>> start GIVEN RECORDS
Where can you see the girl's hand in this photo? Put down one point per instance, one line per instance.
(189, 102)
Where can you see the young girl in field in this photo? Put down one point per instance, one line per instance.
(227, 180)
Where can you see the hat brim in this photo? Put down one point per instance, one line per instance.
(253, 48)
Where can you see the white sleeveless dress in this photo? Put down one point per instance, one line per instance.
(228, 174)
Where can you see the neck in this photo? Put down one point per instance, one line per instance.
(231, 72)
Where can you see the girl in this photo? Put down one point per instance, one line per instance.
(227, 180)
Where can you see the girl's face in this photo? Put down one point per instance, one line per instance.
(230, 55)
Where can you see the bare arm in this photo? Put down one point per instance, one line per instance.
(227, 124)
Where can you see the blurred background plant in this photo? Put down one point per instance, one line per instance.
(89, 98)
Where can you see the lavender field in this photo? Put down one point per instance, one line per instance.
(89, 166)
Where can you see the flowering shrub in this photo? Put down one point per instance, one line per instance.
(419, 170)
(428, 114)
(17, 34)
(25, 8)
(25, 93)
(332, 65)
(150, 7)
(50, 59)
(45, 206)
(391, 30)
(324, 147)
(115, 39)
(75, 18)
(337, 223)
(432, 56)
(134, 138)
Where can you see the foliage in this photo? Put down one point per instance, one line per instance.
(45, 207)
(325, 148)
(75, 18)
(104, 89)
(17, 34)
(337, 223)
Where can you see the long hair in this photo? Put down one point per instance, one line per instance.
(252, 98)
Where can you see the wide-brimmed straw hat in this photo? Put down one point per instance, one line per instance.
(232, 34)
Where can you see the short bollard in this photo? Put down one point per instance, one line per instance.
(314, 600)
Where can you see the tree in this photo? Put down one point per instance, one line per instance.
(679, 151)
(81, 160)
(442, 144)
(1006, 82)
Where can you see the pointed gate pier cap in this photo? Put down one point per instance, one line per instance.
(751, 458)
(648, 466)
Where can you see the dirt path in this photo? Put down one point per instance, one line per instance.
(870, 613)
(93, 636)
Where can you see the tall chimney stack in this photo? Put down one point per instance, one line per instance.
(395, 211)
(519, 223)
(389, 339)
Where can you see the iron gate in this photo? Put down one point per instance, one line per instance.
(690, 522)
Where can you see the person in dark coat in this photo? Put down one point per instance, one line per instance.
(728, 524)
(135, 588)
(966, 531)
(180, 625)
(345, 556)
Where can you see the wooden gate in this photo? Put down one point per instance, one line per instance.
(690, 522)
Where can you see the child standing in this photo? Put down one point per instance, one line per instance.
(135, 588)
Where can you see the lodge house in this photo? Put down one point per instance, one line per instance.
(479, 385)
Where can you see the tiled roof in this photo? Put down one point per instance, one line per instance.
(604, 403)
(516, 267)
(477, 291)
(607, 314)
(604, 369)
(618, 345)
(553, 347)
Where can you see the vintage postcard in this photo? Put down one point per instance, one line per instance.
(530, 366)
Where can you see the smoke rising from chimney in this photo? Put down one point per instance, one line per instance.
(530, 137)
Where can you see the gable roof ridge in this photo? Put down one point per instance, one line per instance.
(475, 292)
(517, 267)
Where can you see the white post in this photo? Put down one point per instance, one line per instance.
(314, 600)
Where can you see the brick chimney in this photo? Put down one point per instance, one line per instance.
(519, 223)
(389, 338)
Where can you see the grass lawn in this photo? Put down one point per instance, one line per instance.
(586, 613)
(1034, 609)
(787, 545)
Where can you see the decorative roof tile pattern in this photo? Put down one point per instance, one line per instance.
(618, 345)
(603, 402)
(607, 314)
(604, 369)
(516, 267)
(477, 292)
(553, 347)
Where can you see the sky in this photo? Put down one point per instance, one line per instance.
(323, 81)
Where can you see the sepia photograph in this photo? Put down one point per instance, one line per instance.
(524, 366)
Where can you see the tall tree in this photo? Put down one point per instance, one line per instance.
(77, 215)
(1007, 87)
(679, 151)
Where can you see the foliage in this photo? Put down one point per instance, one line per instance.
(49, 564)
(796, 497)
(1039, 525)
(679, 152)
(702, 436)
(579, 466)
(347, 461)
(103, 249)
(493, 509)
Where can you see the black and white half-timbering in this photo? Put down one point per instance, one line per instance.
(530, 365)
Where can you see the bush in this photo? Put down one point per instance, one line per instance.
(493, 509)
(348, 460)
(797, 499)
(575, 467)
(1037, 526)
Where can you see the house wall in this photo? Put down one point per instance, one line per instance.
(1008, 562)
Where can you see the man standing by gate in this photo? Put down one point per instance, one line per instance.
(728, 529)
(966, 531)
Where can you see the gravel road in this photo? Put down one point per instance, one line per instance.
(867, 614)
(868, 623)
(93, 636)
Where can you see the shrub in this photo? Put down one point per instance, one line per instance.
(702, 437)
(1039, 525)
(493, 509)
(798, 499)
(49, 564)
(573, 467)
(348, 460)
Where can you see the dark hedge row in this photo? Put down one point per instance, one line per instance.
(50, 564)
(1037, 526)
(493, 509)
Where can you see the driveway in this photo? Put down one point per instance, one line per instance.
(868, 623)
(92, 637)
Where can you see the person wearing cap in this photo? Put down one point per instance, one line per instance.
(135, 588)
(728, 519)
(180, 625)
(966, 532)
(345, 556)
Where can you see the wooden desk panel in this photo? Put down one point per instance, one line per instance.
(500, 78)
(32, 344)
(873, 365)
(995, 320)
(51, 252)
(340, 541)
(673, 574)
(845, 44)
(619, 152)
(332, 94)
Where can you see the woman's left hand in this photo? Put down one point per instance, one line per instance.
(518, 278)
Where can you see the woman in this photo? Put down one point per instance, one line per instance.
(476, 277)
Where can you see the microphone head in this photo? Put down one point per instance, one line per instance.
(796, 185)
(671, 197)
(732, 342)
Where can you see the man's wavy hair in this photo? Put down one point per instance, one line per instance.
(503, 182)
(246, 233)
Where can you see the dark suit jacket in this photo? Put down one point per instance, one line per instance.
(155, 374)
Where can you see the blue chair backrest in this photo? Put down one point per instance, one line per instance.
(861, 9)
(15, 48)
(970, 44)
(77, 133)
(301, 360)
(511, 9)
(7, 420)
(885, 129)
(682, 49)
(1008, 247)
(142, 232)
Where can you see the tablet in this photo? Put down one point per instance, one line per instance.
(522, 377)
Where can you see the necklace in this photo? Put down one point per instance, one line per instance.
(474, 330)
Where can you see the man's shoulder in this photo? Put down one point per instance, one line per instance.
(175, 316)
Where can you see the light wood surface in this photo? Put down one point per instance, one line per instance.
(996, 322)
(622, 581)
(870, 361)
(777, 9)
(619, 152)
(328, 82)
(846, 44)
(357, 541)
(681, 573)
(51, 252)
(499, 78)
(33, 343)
>> end GIVEN RECORDS
Copy every one of the items above word for word, leaving nothing out.

Where can you see the girl's hand in this photo? Put down one point per instance, one line per instance.
(189, 102)
Where can you see the young girl in field in this photo? Put down one point per instance, one line per instance.
(227, 180)
Where can you see the hat brim in this photo? Put down one point per instance, one line per instance.
(253, 48)
Where can you see the white sleeveless dress in this photo? Put down one point per instance, one line per instance.
(228, 174)
Where can you see the neck in this photo? Put down one point per instance, one line per instance.
(231, 72)
Where can you see the girl in this photo? Put down one point per instance, one line per instance.
(227, 180)
Where can you see the girl's face in this photo? Put down one point per instance, one line per instance.
(230, 55)
Where can you see the bare arm in this photo? Put down one point per instance, one line per instance.
(227, 124)
Where can you see the blurred background plant in this photo? Put down one point per instance, one line per instance.
(89, 98)
Where can you see the lavender field in this photo? Put down one point per instance, one line per instance.
(89, 166)
Where can you see the flowering shrub in this photo? Put down one point per instance, one line per instance.
(419, 170)
(428, 114)
(17, 34)
(25, 8)
(25, 93)
(332, 65)
(150, 7)
(50, 59)
(45, 206)
(391, 30)
(324, 147)
(115, 39)
(75, 18)
(337, 223)
(432, 56)
(134, 138)
Where can you see the foliage in this photo? Put down one point per instance, one line per instance.
(45, 207)
(325, 148)
(75, 18)
(104, 89)
(17, 34)
(337, 223)
Where can you see the long hair in this photo? Put down one point per instance, one line per instance.
(252, 98)
Where can you see the wide-brimmed straw hat in this photo? Put down one point per instance, one line per instance.
(232, 34)
Where can you see the short bollard in this photo? Put down one point per instance, one line per instance.
(314, 600)
Where can you see the tree in this photo? Put down one point per instance, one line per instance.
(679, 151)
(81, 160)
(442, 144)
(1006, 82)
Where can you see the pointed gate pier cap in this photo? Put down one point per instance, one line per instance.
(751, 458)
(648, 466)
Where can you see the dirt path in this photo? Put down one point per instance, one line per instance.
(870, 613)
(93, 636)
Where can you see the tall chimney stack in this photo? Put down one point per instance, one line per instance.
(395, 211)
(519, 223)
(389, 339)
Where can you see the iron gate in this photo? Put down one point per instance, one line per instance.
(690, 522)
Where can you see the person in dark coat in this photo? Put down one point per instance, one line per instance.
(728, 524)
(135, 588)
(966, 531)
(180, 625)
(345, 556)
Where can you see the wooden gate in this photo? Put down one point per instance, one line per instance.
(690, 522)
Where can you see the child standing in this photo? Put down one point per instance, one line per instance.
(135, 588)
Where can you see the lodge house in this photo? Put down one point per instance, one line per instance.
(479, 385)
Where can you see the tiled roof in this photo? Put down one point per instance, one line per instance.
(604, 403)
(516, 267)
(477, 291)
(607, 314)
(604, 369)
(618, 345)
(553, 347)
Where can you see the vintage postcard in this photo? Put down one point per instance, one line per instance.
(530, 366)
Where can you see the smoke rising from chimney in this photo? Put down one point per instance, one line per instance.
(530, 137)
Where can you see the gable roof ridge in this photo? Put down one point per instance, one line per instance.
(475, 292)
(517, 267)
Where can you see the white post in this photo? Put down one point per instance, one line per instance.
(314, 600)
Where can you see the brick chimney in this photo? Put down one point per instance, one line per instance.
(519, 223)
(389, 338)
Where can you see the grass lawn in this photo? Put down one point per instance, one line per instance.
(586, 613)
(1034, 609)
(787, 545)
Where can you see the decorative roof tile pattern in this photo? Put down one point per instance, one line per instance.
(618, 345)
(603, 402)
(607, 314)
(604, 369)
(516, 267)
(477, 292)
(553, 347)
Where can you see the sky in this photo? Put down one point per instance, one line per instance.
(323, 81)
Where can you see the sepia photograph in this photo? Put down one point per instance, one line per instance.
(524, 366)
Where can you see the tall tree in this photo? Put down one point per instance, one line per instance.
(77, 215)
(1007, 87)
(679, 151)
Where can you see the foliage in this photo? Put down one point per instance, one line per instance.
(49, 564)
(796, 497)
(1039, 525)
(679, 152)
(702, 436)
(579, 466)
(347, 461)
(103, 249)
(493, 509)
Where can you see the black and white half-timbering in this photo? Put down one point per instance, one line per instance.
(530, 365)
Where can you see the bush in this photo? Put down one point per instance, one line per instance.
(493, 509)
(348, 460)
(797, 499)
(575, 467)
(1037, 526)
Where can you see the house wall in this photo? Put down one point per instance, one line per instance.
(1008, 562)
Where can you see the man standing by gate in this photo? Put down one point per instance, one line per instance.
(728, 529)
(966, 531)
Where can you see the gravel road in this photo? Put down one point per instance, one line per instance.
(867, 614)
(868, 623)
(93, 636)
Where can you see the shrub in this photo? Put down one point per instance, one line per instance.
(702, 437)
(1039, 525)
(493, 509)
(798, 499)
(49, 564)
(573, 467)
(348, 460)
Where can you see the dark hedge row in this photo? Put down one point per instance, one line per instance.
(50, 564)
(1037, 526)
(493, 509)
Where can you see the driveway in this photo? Put down one point per instance, one line per instance.
(868, 623)
(92, 637)
Where can you see the person wearing cap in this photo? Put down one point per instance, one line per instance.
(135, 588)
(728, 519)
(180, 625)
(966, 532)
(345, 556)
Where can you see the wooden desk panel in this photo? Put down one point per instance, one line per instance.
(500, 78)
(32, 344)
(873, 365)
(995, 320)
(51, 252)
(340, 541)
(673, 574)
(845, 44)
(619, 152)
(332, 94)
Where can you see the woman's left hand in this photo? Put down one point per instance, one line per instance.
(518, 278)
Where can you see the woman in this photo? Put down one point per instance, one line per instance.
(476, 277)
Where can you see the microphone head in this photo? Put down one point per instance, one line per instance.
(796, 185)
(671, 197)
(732, 342)
Where can you see the man's wavy hair in this photo? Put down one point per instance, one line per instance.
(503, 182)
(246, 233)
Where can you see the dark suit jacket in this photo? Put down one point per instance, one line per instance.
(155, 374)
Where can you see the blue chair backrest in this photo? Put down one point per instance, one line per instance.
(861, 9)
(15, 48)
(970, 44)
(77, 133)
(301, 360)
(511, 9)
(7, 420)
(885, 129)
(682, 49)
(1008, 247)
(142, 232)
Where can you see the tablet in this photo? Put down one point per instance, one line per instance.
(522, 377)
Where can you see the necklace in this photo? Put down one point per instance, one line per instance.
(474, 330)
Where can you see the man's shoulder in this photo? Put down one point per instance, one line per instance.
(175, 316)
Where can you see the light wood surface in this photo? Put down one point per instance, one line per instance.
(996, 322)
(622, 581)
(870, 361)
(777, 9)
(619, 152)
(328, 82)
(846, 44)
(357, 541)
(681, 573)
(51, 252)
(499, 78)
(33, 343)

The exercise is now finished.